WRITTEN TASK 1: Rewrite the records below with "instance" replaced by "occurrence" at every occurrence, keeping everything else the same. Leave the pictures out of your answer.

TEXT EXTRACT:
------------------------------------

In this section, we're going to learn a bit about working with an image based dataset. We'll see how image dimensions are formatted as a single image and how they're represented as a collection using a 4-d array. We'll then look at how we can perform dataset normalization. If you're comfortable with all of this, please feel free to skip to the next video.
We're first going to load some libraries that we'll be making use of.
In [1]:
%matplotlib inline
import numpy as np
import matplotlib.pyplot as plt
plt.style.use('ggplot')
I'll be using a popular image dataset for faces called the CelebFaces dataset. I've provided some helper functions which you can find on the resources page, which will just help us with manipulating images and loading this dataset.
In [2]:
from libs import utils
# utils.<tab>
files = utils.get_celeb_files()
Let's get the 50th image in this list of files, and then read the file at that location as an image, setting the result to a variable, img
, and inspect a bit further what's going on:
In [3]:
img = plt.imread(files[50])
# img.<tab>
print(img)
When I print out this image, I can see all the numbers that represent this image. We can use the function imshow
to see this:
In [4]:
# If nothing is drawn and you are using notebook, try uncommenting the next line:
#%matplotlib inline
plt.imshow(img)
Out[4]:
In [5]:
img.shape
# (218, 178, 3)
Out[5]:
This means that the image has 218 rows, 178 columns, and 3 color channels corresponding to the Red, Green, and Blue channels of the image, or RGB. Let's try looking at just one of the color channels.

------------------------------------

(Source data)
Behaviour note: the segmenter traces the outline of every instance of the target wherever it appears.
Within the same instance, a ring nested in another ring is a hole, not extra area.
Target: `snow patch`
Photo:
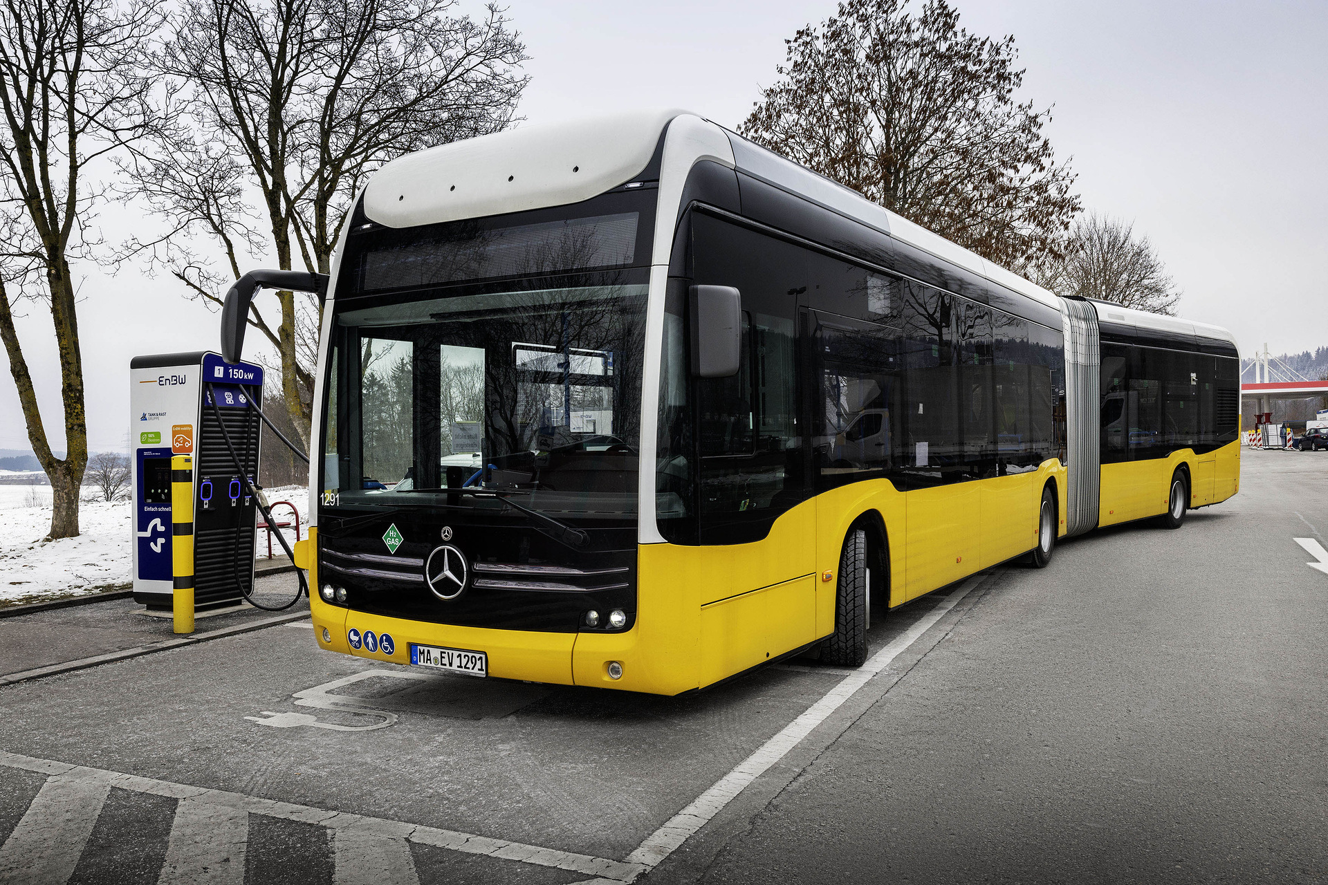
[[[85,490],[86,492],[88,490]],[[307,535],[308,491],[297,486],[266,490],[270,502],[288,500],[300,511]],[[31,507],[31,496],[41,502]],[[290,511],[274,517],[287,521]],[[78,510],[78,537],[41,539],[50,529],[49,486],[0,486],[0,604],[82,596],[133,580],[133,506],[129,502],[85,502]],[[293,545],[295,528],[283,529]],[[255,555],[267,556],[267,532],[258,532]],[[282,545],[272,539],[272,552]]]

------------------------------------

WRITTEN TASK 2: From the tutorial on image datasets, quote the passage starting at "When I print" and ending at "(218, 178, 3)".

CORRECT RESPONSE 1:
Behaviour note: the segmenter traces the outline of every occurrence of the target wherever it appears.
Within the same occurrence, a ring nested in another ring is a hole, not extra area.
Target: `snow patch`
Photo:
[[[85,490],[86,492],[88,490]],[[307,535],[308,491],[297,486],[266,490],[270,502],[288,500],[300,511]],[[31,507],[31,496],[41,502]],[[290,511],[274,517],[287,521]],[[78,510],[78,537],[41,539],[50,529],[49,486],[0,486],[0,604],[82,596],[133,580],[133,506],[129,502],[85,502]],[[293,545],[295,528],[283,529]],[[255,555],[267,556],[267,532],[258,532]],[[282,545],[272,539],[272,552]]]

CORRECT RESPONSE 2:
When I print out this image, I can see all the numbers that represent this image. We can use the function imshow
to see this:
In [4]:
# If nothing is drawn and you are using notebook, try uncommenting the next line:
#%matplotlib inline
plt.imshow(img)
Out[4]:
In [5]:
img.shape
# (218, 178, 3)